## REQUIRED WORK
Pull out every line of the records below that contains the string "window", with case counting for a match.

## DATA FOR THIS TASK
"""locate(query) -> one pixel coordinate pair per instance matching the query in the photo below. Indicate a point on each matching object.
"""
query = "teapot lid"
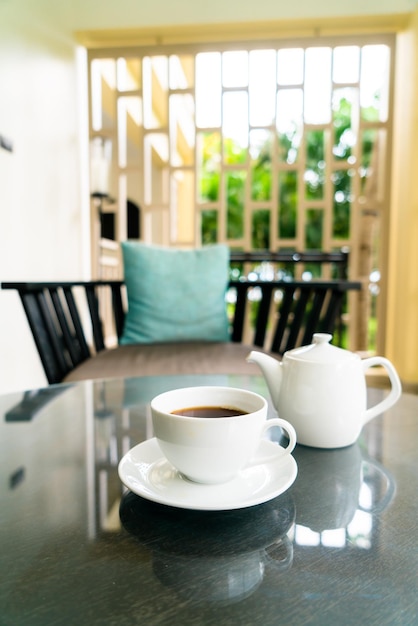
(321, 351)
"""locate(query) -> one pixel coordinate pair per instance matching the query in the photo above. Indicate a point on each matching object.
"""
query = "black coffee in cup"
(209, 411)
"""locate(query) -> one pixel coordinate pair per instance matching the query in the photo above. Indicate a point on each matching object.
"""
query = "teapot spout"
(272, 372)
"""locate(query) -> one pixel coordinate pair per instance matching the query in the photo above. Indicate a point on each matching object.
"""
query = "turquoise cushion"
(175, 295)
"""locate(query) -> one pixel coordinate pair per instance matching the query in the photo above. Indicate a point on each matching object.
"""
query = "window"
(263, 146)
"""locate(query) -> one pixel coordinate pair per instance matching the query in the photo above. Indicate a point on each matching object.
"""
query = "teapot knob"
(322, 337)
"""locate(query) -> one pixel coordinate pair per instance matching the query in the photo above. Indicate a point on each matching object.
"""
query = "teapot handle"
(396, 387)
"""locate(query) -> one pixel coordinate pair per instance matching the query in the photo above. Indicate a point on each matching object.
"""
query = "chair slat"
(52, 361)
(82, 349)
(263, 315)
(303, 308)
(95, 317)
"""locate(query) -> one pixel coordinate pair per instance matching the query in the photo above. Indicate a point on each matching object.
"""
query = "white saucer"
(146, 472)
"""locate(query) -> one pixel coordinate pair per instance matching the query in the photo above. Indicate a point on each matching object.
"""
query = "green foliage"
(234, 182)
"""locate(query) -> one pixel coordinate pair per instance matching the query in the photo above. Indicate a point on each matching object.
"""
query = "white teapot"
(321, 390)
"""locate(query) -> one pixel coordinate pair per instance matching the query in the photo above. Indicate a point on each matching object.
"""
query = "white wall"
(43, 182)
(40, 209)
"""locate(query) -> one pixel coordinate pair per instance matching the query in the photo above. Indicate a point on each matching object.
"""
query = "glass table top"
(340, 545)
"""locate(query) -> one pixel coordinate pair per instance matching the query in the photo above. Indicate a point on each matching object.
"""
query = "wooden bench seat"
(66, 320)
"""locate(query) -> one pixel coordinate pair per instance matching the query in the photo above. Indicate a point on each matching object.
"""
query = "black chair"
(284, 314)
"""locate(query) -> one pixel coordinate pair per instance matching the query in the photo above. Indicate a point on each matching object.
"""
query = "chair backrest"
(275, 315)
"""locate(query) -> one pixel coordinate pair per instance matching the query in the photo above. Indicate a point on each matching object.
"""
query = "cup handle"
(396, 387)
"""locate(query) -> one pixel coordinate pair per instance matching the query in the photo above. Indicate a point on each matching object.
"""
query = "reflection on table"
(340, 544)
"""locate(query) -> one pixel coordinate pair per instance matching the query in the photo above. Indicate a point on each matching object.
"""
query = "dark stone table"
(339, 547)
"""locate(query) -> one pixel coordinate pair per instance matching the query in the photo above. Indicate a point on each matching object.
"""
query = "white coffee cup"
(213, 450)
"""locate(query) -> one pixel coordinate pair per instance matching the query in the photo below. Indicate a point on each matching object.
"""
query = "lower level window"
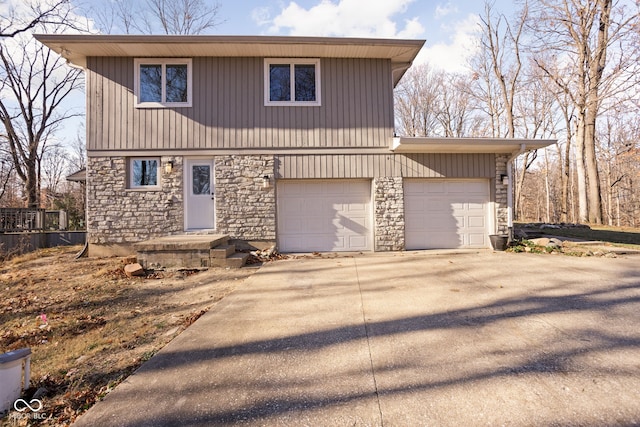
(144, 172)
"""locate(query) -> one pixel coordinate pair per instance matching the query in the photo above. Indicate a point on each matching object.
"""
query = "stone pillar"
(502, 212)
(245, 209)
(389, 213)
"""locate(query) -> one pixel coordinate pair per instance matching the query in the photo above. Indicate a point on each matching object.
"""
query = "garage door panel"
(329, 216)
(446, 214)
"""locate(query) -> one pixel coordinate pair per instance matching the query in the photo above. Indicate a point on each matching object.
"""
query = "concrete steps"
(189, 251)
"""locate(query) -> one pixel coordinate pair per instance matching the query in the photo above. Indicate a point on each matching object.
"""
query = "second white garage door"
(332, 215)
(441, 214)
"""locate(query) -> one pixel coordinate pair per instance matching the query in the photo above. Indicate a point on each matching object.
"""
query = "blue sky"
(449, 26)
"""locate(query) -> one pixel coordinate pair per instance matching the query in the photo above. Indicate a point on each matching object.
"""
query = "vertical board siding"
(228, 108)
(305, 166)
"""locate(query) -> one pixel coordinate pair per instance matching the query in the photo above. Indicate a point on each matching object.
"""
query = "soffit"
(408, 145)
(76, 48)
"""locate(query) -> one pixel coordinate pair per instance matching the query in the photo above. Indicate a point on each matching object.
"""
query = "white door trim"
(188, 200)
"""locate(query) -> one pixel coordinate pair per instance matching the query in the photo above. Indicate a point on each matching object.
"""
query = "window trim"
(292, 62)
(132, 186)
(163, 62)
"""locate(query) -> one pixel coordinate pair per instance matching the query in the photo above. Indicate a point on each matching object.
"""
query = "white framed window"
(163, 82)
(292, 82)
(144, 173)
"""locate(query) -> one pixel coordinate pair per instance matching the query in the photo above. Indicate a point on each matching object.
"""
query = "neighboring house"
(286, 140)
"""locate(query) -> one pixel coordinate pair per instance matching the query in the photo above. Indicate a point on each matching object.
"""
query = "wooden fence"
(26, 220)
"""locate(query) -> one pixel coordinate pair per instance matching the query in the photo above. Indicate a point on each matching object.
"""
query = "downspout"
(523, 147)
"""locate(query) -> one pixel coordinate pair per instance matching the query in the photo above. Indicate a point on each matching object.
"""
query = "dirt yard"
(89, 326)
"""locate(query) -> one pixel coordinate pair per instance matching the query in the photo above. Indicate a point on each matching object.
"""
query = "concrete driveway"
(403, 339)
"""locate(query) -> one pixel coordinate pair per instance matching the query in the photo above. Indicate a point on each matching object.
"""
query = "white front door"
(199, 194)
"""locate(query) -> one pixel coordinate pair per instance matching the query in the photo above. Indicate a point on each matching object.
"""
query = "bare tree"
(456, 108)
(502, 47)
(185, 16)
(416, 101)
(591, 36)
(33, 13)
(35, 81)
(158, 16)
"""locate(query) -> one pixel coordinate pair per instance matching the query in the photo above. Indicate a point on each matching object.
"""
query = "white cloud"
(452, 55)
(261, 16)
(444, 10)
(351, 18)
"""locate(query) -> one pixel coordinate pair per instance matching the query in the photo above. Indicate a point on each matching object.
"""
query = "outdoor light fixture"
(168, 167)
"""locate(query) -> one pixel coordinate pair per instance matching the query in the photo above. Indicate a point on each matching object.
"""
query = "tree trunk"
(580, 170)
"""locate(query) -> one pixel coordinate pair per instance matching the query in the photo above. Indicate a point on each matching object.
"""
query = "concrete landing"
(189, 251)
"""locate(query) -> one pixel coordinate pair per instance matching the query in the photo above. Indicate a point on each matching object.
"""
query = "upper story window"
(162, 82)
(292, 81)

## OUTPUT OF THE EXERCISE
query = "window"
query = "lower level window"
query = "window trim"
query = "white framed window"
query = "upper story window"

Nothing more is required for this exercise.